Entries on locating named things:

[start]

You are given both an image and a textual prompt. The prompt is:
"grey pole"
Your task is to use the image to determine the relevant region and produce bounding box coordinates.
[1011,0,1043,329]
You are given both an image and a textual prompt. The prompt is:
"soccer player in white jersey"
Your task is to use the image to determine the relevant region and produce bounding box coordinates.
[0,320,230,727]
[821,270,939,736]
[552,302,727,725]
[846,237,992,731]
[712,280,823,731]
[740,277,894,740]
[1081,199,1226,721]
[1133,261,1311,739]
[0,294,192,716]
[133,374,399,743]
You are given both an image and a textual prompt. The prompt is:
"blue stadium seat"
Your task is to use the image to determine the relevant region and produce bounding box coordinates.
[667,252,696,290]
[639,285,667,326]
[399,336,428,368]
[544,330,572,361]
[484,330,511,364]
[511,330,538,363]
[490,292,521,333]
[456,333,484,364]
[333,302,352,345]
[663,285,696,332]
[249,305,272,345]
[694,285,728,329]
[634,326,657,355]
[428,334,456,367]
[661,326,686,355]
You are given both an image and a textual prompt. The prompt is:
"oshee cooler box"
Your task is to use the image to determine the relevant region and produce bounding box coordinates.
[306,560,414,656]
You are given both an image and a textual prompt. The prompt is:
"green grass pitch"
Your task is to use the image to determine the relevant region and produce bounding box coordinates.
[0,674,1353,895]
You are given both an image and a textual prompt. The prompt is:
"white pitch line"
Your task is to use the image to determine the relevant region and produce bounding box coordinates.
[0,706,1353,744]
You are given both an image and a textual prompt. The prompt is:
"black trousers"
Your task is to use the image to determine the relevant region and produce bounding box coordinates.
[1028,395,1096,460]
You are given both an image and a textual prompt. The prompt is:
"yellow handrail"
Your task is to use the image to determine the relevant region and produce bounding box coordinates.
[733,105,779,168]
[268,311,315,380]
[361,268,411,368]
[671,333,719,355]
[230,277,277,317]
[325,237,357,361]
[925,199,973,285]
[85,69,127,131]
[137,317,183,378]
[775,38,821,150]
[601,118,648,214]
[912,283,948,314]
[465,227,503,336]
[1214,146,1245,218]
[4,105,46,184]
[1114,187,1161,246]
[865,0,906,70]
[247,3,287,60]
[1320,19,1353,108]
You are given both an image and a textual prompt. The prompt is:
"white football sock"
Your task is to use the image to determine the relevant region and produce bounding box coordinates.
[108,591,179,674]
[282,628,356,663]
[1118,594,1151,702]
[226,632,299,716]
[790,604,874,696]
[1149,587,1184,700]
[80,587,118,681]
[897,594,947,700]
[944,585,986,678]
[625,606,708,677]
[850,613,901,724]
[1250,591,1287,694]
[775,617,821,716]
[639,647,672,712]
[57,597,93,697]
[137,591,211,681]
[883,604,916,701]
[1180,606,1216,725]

[end]
[start]

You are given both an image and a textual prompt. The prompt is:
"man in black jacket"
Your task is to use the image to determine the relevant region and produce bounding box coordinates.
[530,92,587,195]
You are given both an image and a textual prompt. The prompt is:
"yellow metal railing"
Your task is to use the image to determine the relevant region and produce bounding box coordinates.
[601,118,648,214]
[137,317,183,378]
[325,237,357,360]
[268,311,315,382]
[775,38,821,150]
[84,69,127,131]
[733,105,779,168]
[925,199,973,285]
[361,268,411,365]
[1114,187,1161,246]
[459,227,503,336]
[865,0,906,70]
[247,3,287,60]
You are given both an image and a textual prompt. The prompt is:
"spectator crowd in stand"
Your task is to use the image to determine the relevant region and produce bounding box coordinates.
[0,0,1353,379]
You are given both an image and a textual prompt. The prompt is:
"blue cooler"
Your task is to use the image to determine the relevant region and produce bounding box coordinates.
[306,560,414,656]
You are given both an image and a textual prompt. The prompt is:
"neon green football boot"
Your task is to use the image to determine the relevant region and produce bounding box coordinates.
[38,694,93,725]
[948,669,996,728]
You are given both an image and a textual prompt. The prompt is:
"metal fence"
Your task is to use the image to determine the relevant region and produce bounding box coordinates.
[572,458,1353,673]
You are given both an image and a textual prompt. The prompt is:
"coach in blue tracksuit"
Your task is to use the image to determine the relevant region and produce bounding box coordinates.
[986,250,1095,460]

[end]

TASK: Pull out every line of the listing that contains the word "yellow", treating uppercase and lowercase as different.

SOLUTION FOR THIS PROBLEM:
"yellow handrail"
"yellow metal railing"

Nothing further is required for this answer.